■ **Excerpted data**:
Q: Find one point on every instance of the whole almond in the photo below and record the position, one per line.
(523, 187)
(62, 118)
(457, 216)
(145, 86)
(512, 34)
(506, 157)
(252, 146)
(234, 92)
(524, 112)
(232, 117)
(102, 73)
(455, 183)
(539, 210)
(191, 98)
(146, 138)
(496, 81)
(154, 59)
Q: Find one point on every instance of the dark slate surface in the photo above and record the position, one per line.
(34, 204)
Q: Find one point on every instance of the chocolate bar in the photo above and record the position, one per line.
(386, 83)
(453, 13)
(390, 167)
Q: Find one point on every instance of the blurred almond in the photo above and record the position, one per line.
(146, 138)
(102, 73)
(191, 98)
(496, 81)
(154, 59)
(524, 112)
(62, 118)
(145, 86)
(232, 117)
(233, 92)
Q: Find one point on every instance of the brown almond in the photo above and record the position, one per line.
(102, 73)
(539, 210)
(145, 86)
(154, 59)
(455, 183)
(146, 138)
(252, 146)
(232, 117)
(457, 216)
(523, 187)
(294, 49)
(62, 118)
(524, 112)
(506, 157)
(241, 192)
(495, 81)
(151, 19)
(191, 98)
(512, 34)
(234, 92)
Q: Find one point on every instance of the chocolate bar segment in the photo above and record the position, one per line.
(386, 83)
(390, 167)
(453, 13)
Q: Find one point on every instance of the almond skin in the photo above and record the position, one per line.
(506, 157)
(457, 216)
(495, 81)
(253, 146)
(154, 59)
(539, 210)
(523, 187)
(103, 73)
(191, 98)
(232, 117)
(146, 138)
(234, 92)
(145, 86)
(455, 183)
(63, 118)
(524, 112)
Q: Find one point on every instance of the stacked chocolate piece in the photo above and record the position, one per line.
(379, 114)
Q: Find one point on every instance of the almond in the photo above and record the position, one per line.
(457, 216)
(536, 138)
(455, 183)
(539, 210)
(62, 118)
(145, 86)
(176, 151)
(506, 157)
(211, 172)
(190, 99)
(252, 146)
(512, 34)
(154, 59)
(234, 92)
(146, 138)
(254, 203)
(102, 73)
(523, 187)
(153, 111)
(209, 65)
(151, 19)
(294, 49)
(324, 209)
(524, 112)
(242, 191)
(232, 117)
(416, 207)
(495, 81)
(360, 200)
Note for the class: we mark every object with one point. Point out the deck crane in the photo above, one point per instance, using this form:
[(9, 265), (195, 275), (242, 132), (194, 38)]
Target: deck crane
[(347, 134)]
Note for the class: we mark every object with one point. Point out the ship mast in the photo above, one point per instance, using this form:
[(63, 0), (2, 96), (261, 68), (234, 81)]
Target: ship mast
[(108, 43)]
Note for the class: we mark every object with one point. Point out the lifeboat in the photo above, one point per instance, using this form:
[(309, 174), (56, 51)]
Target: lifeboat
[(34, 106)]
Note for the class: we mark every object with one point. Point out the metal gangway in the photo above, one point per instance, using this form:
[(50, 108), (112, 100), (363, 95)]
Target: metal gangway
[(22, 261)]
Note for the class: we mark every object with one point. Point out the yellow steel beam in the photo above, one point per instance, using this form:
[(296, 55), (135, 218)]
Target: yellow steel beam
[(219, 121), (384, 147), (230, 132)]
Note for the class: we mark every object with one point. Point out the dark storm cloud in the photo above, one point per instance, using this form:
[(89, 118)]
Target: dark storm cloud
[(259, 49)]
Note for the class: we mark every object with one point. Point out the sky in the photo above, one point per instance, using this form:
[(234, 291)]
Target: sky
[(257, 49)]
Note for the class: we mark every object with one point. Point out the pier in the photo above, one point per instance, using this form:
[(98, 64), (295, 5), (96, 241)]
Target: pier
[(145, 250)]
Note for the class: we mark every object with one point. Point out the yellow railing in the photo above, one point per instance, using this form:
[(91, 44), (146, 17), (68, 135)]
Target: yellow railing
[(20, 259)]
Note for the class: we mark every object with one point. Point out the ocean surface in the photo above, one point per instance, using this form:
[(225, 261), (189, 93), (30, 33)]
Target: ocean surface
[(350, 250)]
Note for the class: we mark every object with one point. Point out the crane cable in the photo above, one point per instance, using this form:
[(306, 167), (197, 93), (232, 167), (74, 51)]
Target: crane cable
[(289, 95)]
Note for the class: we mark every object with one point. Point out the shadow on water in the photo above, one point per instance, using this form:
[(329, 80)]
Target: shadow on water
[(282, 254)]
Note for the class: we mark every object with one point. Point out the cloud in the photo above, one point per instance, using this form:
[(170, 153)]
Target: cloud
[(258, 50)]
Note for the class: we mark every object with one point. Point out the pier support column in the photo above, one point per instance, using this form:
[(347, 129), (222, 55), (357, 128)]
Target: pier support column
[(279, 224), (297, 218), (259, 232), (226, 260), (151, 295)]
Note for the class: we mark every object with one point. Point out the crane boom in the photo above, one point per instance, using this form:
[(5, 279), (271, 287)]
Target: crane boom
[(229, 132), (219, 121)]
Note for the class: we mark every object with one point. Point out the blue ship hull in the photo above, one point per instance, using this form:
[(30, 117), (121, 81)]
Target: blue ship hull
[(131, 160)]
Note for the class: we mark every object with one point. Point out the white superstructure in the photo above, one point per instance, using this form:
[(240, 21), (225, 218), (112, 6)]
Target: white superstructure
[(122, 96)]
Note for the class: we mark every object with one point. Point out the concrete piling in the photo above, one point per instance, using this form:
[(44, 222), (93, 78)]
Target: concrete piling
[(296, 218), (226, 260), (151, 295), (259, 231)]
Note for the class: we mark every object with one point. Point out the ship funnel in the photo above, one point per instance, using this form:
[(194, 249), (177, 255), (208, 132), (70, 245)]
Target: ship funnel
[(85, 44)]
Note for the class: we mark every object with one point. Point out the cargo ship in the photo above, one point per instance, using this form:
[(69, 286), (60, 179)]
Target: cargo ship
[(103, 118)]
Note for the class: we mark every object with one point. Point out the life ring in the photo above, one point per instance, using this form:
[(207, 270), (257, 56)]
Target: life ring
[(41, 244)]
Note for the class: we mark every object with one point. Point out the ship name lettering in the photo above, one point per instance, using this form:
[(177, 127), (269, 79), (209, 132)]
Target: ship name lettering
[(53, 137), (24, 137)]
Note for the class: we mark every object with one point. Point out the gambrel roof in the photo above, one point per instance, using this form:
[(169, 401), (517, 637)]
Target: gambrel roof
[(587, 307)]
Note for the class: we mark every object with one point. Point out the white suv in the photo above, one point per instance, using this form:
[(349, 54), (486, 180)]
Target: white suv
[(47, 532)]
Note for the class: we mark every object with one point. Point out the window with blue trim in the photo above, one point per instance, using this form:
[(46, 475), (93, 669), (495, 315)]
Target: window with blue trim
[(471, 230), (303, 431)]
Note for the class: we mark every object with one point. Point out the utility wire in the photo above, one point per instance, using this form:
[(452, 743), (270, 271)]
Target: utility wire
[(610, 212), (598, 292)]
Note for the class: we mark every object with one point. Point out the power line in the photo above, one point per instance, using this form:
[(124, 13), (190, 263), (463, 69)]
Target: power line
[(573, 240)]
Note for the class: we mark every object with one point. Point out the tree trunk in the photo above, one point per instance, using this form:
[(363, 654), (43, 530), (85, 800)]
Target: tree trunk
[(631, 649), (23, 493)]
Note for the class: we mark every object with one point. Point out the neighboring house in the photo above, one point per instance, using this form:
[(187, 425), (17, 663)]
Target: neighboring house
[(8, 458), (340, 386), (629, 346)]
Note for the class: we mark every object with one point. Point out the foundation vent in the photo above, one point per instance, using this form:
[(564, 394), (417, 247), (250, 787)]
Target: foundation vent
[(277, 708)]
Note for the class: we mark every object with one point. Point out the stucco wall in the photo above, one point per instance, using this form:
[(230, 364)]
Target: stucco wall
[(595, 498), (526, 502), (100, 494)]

■ **What you are asked to do**: Reproduce every line starting at the line containing "the ship funnel" and ending at the line containing "[(47, 532)]", requests included, and scale each point coordinate in the answers by 1.8, rounding to whole numbers with halves going up. Leave all numbers in the requests and their format samples as they are.

■ **Exercise output**:
Note for the class: we mark every object with one point. Point out the ship funnel in the photo above, one point per instance, using this form:
[(194, 249), (177, 255), (208, 132), (70, 245)]
Target: ship funnel
[(153, 79)]
Note for the class: we mark every object with one point. Point out the cargo ship in the photo above, one point per instance, using this form:
[(69, 286), (60, 179)]
Target: cargo ship
[(185, 212)]
Note for the class: we mark every object with one point. Point out the life ring in the photo above, one point per instance, using this form:
[(207, 270), (257, 56)]
Target: life ring
[(74, 439)]
Note for the class: we mark every object with one point. Point out the ship name lettering in the photo above, one point per instance, using this form:
[(177, 127), (269, 79), (209, 132)]
Target: ship name lettering
[(95, 247), (43, 247)]
Note for the class: we mark every object with one point. Point out the gambrel roof in the photo above, one point per instance, using this form:
[(169, 401), (517, 637)]
Target: gambrel roof
[(1057, 553)]
Note for the class: we mark every object with one point. Point out the white suv in the photo above, one point per instance, using this form:
[(349, 54), (486, 180)]
Target: white suv
[(85, 958)]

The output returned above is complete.